COMPITO 1: Raccogli ogni riga delle voci in cui compare la stringa "query". Riportale così come sono.

TESTO DA LEGGERE:
▬▬▬▬▬▬
(più di) Sette domande ad un appassionato di caccia grossa

Oggi parliamo di caccia, soprattutto di caccia grossa.

Oggi parliamo di fuoristrada: Willy’s, Land Rover, Land Cruiser, Uaz, Campagnola …

Perché i fuoristrada per un cacciatore di caccia grossa sono davvero degli indispensabili compagni di viaggio e di avventure

Storie di caccia quindi, ma storie di jeep con la j minuscola, storie di viaggi e di avventure dal sapore di esplorazioni

Storie incredibili ma vere, storie di altri tempi ma storie di un cacciatore di oggi, di casa sulle strade più impervie, nei mondi più remoti

Ascoltarlo è fare un viaggio nel tempo e in luoghi sconosciuti ai più.

Un incrocio tra Hemingway e Marco Polo 

Con anche una inaspettata intrusione nel circuito di Le Castellet, e un ricordo affettuoso dell’indimenticato Michele Alboreto

Ci sono tanti modi, tante angolazioni per leggere queste memorie.
▬▬▬▬▬▬
Voci archiviate da una raccolta
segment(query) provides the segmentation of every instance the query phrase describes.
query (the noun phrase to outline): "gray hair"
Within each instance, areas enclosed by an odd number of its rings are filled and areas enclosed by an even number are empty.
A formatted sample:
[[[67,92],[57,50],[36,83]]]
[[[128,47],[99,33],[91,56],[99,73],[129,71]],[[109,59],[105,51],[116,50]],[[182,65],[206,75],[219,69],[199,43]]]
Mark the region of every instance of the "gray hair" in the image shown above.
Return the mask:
▬▬▬▬▬▬
COMPITO 2: Quale circuito viene nominato nel testo sulla caccia grossa?

RISPOSTA SCRITTA 1:
segment(query) provides the segmentation of every instance the query phrase describes.
query (the noun phrase to outline): "gray hair"

RISPOSTA SCRITTA 2: Il circuito di Le Castellet.